Data for review Start Marker

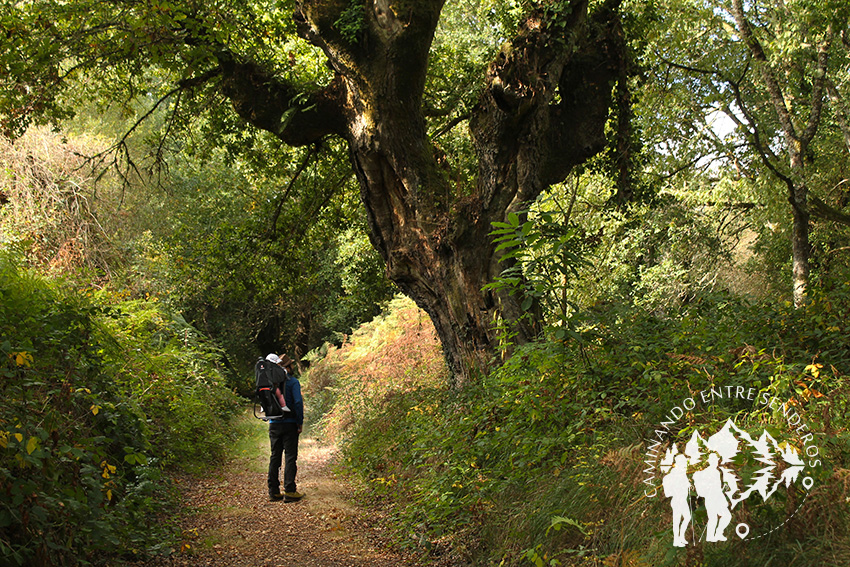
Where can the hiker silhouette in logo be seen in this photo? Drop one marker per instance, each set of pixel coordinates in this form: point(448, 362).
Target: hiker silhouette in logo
point(708, 484)
point(676, 486)
point(283, 435)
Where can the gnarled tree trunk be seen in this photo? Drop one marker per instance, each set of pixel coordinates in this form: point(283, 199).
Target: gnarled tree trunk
point(542, 110)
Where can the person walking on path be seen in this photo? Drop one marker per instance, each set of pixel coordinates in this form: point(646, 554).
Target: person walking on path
point(283, 435)
point(708, 484)
point(676, 486)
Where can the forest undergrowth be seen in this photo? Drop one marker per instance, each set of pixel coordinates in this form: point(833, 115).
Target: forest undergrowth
point(103, 396)
point(544, 462)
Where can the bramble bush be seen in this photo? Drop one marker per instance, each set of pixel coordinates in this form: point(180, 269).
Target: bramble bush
point(98, 401)
point(541, 462)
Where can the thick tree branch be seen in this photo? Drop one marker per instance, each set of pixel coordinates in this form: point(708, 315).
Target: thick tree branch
point(777, 98)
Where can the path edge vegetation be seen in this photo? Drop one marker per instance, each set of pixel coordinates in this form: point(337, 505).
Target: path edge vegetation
point(104, 399)
point(541, 463)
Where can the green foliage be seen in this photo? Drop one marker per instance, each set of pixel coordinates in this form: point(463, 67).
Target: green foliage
point(541, 463)
point(92, 415)
point(351, 23)
point(543, 255)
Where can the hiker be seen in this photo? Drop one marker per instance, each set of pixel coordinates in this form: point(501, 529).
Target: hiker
point(283, 434)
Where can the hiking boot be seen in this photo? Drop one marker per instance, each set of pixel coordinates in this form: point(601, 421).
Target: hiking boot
point(292, 496)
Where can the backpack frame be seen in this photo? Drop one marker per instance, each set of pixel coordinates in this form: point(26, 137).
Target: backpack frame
point(268, 377)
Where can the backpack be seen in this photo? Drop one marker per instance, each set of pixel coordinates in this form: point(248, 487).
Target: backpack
point(268, 377)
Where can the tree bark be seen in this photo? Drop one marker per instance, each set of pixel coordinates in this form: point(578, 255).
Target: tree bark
point(797, 140)
point(542, 110)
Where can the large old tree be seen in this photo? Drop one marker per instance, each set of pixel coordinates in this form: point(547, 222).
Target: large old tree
point(541, 110)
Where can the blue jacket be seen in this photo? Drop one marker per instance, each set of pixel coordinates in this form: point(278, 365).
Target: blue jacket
point(292, 395)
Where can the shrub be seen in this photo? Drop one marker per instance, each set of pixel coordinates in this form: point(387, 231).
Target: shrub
point(86, 428)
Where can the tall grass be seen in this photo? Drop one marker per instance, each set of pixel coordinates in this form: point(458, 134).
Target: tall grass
point(542, 462)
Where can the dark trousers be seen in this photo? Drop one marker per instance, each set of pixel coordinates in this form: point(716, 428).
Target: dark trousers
point(284, 442)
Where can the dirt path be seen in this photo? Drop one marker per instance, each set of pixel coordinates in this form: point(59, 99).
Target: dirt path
point(230, 522)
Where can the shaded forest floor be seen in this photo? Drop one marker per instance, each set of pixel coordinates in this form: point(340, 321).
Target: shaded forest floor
point(228, 521)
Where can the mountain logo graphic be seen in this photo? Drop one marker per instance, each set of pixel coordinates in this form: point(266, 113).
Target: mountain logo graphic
point(724, 470)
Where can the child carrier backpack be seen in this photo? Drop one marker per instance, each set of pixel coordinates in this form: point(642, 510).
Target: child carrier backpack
point(269, 377)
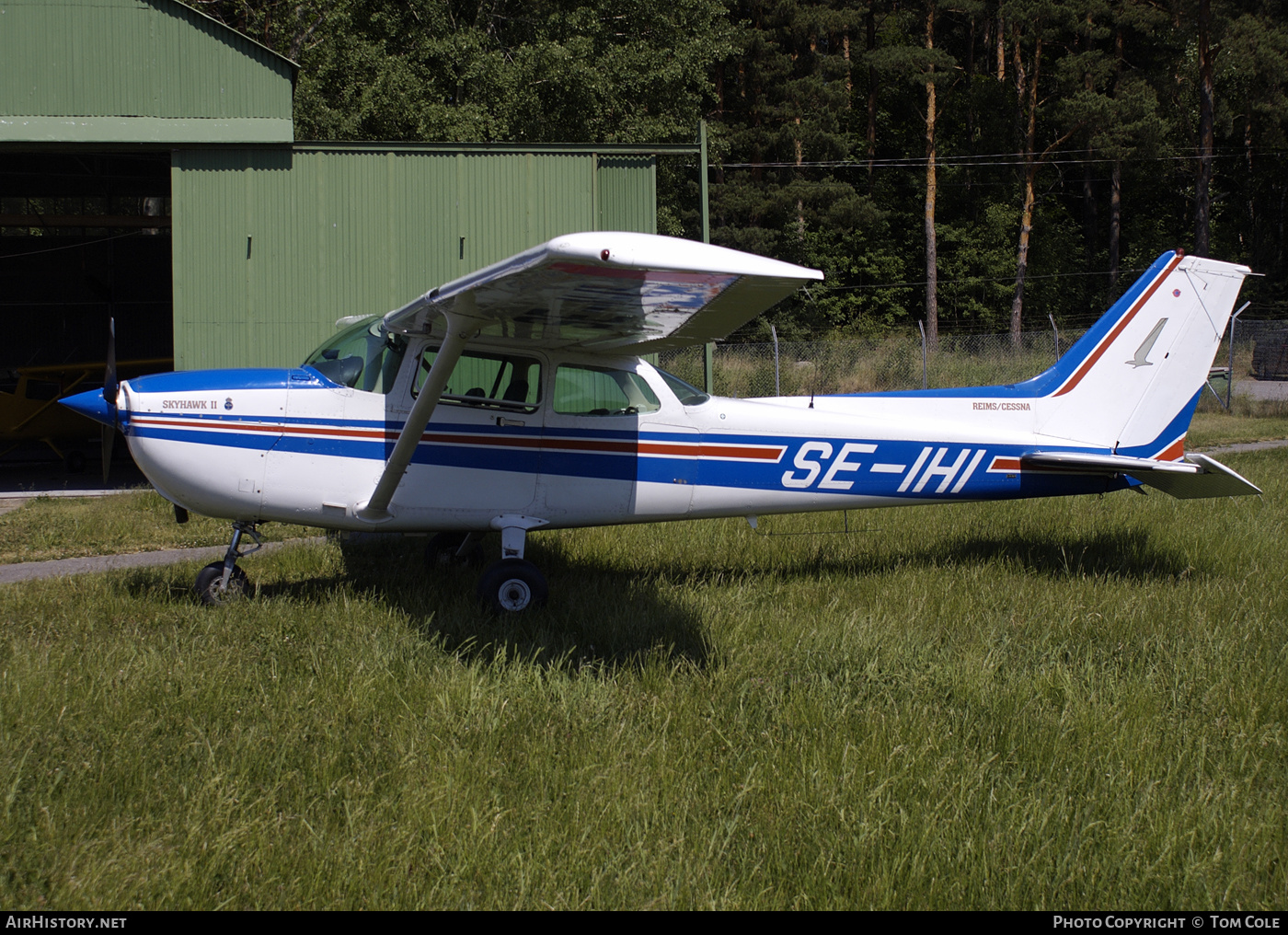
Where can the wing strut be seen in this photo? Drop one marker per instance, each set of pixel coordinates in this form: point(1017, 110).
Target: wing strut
point(460, 329)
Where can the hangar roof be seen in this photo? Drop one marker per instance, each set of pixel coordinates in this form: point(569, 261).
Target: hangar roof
point(135, 71)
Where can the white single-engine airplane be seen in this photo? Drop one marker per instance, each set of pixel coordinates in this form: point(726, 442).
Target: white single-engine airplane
point(514, 399)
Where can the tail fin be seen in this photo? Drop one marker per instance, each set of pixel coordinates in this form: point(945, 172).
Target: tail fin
point(1131, 383)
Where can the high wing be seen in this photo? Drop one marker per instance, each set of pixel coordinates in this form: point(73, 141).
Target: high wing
point(609, 291)
point(601, 291)
point(1190, 478)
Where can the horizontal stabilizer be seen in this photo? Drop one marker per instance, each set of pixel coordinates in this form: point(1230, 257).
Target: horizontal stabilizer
point(1193, 478)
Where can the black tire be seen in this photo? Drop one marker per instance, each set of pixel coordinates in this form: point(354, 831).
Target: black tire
point(512, 586)
point(208, 585)
point(442, 548)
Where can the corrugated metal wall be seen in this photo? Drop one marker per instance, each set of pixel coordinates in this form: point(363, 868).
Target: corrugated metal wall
point(270, 246)
point(132, 70)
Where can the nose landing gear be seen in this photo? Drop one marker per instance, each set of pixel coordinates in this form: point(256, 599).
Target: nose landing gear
point(223, 583)
point(512, 583)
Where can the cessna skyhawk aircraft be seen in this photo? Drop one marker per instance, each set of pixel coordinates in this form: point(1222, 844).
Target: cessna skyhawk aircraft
point(514, 399)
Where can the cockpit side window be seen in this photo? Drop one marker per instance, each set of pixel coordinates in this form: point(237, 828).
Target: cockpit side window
point(602, 392)
point(499, 381)
point(361, 357)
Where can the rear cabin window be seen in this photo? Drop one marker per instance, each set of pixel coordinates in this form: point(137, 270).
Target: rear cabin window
point(504, 381)
point(602, 392)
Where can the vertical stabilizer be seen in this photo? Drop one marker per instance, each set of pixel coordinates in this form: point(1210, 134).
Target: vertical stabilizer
point(1133, 381)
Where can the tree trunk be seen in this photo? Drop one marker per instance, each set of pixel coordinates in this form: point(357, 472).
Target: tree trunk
point(1202, 193)
point(871, 23)
point(1027, 87)
point(1116, 208)
point(1001, 47)
point(931, 248)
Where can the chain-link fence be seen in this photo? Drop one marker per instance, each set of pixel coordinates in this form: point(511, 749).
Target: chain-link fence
point(903, 362)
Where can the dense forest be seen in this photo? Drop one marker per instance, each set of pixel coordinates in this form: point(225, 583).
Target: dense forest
point(975, 165)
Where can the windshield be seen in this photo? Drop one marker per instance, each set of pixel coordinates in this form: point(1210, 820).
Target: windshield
point(361, 355)
point(686, 393)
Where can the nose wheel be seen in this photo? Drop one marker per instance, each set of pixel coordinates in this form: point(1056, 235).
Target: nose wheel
point(223, 583)
point(512, 586)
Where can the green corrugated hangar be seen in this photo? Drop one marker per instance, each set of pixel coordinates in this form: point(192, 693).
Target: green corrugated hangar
point(148, 173)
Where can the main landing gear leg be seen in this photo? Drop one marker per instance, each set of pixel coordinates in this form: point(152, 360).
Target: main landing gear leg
point(223, 583)
point(512, 583)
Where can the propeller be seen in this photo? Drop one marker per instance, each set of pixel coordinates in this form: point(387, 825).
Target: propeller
point(109, 390)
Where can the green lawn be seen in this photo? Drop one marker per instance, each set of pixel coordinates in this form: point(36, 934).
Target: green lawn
point(70, 527)
point(1066, 703)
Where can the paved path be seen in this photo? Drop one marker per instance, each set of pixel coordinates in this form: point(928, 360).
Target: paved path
point(1247, 445)
point(1261, 389)
point(29, 571)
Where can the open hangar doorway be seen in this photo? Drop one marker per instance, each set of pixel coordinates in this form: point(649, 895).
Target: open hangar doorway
point(84, 238)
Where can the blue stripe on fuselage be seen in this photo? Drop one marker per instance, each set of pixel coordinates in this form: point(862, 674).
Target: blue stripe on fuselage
point(926, 465)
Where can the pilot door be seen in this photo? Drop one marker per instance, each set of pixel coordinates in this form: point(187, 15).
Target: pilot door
point(615, 448)
point(482, 447)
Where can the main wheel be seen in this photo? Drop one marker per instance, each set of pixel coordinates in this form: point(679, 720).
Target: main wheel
point(208, 585)
point(512, 585)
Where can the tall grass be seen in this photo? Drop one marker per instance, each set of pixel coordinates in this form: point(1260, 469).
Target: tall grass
point(141, 521)
point(1052, 703)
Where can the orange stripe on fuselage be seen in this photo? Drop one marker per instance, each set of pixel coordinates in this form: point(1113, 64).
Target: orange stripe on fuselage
point(1172, 452)
point(743, 452)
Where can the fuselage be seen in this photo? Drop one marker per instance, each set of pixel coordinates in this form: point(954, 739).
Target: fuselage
point(295, 445)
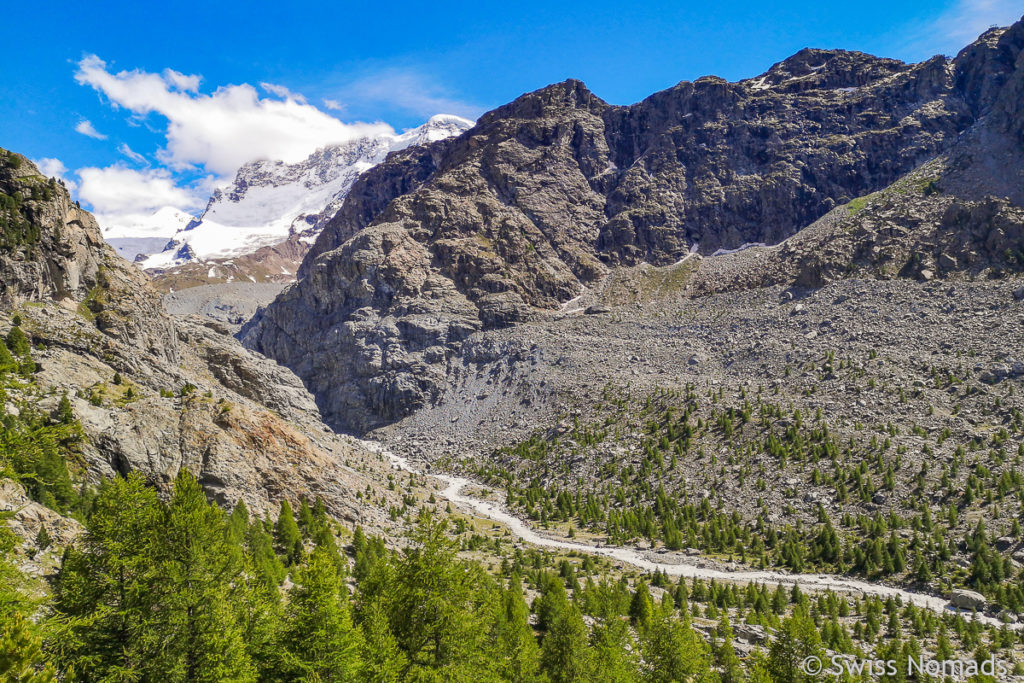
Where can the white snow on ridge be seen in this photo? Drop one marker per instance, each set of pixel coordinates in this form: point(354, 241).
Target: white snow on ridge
point(268, 201)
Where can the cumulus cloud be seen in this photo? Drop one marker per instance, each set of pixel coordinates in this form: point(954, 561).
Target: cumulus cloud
point(131, 154)
point(223, 130)
point(86, 128)
point(119, 189)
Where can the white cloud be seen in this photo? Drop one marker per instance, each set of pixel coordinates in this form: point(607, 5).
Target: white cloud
point(283, 92)
point(122, 189)
point(961, 25)
point(54, 168)
point(131, 154)
point(409, 90)
point(180, 81)
point(223, 130)
point(86, 128)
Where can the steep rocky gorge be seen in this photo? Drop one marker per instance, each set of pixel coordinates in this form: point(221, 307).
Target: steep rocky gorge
point(154, 393)
point(551, 196)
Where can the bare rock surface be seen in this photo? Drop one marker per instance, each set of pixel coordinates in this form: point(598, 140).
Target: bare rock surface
point(840, 162)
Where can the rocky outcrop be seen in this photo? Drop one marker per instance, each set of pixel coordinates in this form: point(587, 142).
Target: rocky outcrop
point(154, 393)
point(965, 599)
point(548, 194)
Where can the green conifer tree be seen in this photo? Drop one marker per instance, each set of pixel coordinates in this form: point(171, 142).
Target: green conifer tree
point(287, 539)
point(320, 641)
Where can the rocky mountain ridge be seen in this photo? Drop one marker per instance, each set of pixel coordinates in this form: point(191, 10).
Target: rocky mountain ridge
point(154, 393)
point(270, 201)
point(556, 195)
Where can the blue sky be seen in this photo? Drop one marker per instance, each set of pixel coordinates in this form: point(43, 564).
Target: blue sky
point(145, 104)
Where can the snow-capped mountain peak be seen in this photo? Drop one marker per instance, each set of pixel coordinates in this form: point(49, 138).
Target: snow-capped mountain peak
point(268, 201)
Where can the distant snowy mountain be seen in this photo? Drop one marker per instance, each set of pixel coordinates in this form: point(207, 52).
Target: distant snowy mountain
point(144, 233)
point(270, 201)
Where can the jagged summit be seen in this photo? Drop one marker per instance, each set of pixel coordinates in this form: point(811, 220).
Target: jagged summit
point(551, 195)
point(269, 201)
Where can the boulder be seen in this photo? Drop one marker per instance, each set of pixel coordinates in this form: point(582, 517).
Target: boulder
point(965, 599)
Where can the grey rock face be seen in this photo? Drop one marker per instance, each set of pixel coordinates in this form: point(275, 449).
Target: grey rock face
point(547, 195)
point(244, 425)
point(964, 599)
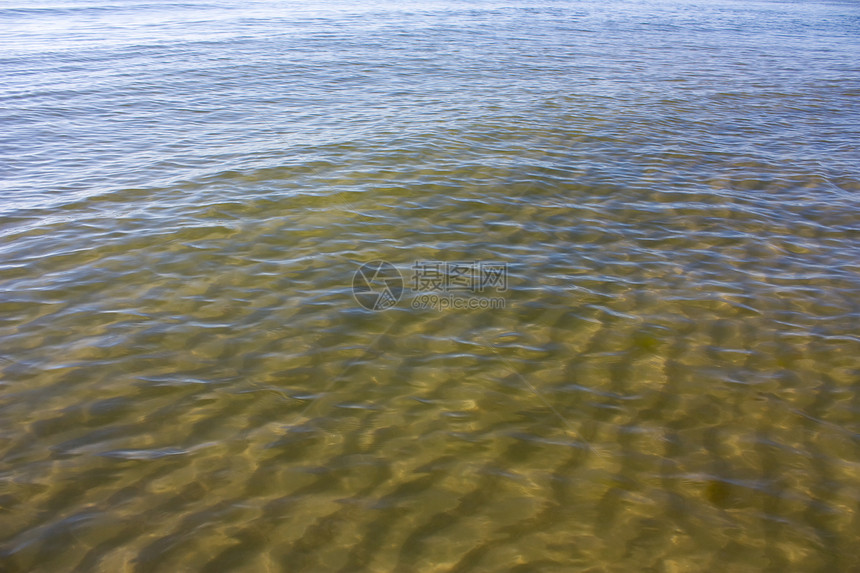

Data for review End Marker

# Brief
All lines from the start of the entries above through the line containing "Where can the bramble" must be transcribed exactly, both ends included, and no picture may be copied.

# Task result
Where can the hiker silhouette in logo be seen in this photo? Drop one marker per instance, each set of pixel coordinates in this form: point(448, 362).
Target: hiker silhouette in logo
point(708, 484)
point(676, 486)
point(283, 435)
Where can the gnarled tree trunk be seen in this photo? Drop one marker per instance, each set of pixel coordinates in this form: point(283, 199).
Target: gnarled tree trunk
point(542, 110)
Where can the person walking on path be seen in this photo? Drop one marker per instance, each set of pixel coordinates in this form: point(646, 554).
Target: person walking on path
point(283, 435)
point(708, 484)
point(676, 486)
Where can the forest undergrowth be seen in this photo? Drop one marker per instance, each set of pixel coordinates in this form: point(833, 115).
Target: forest undergrowth
point(103, 396)
point(544, 462)
Where can the bramble bush be seen in this photo? Drop one marker per instance, each set of pixel coordinates in this form: point(180, 269).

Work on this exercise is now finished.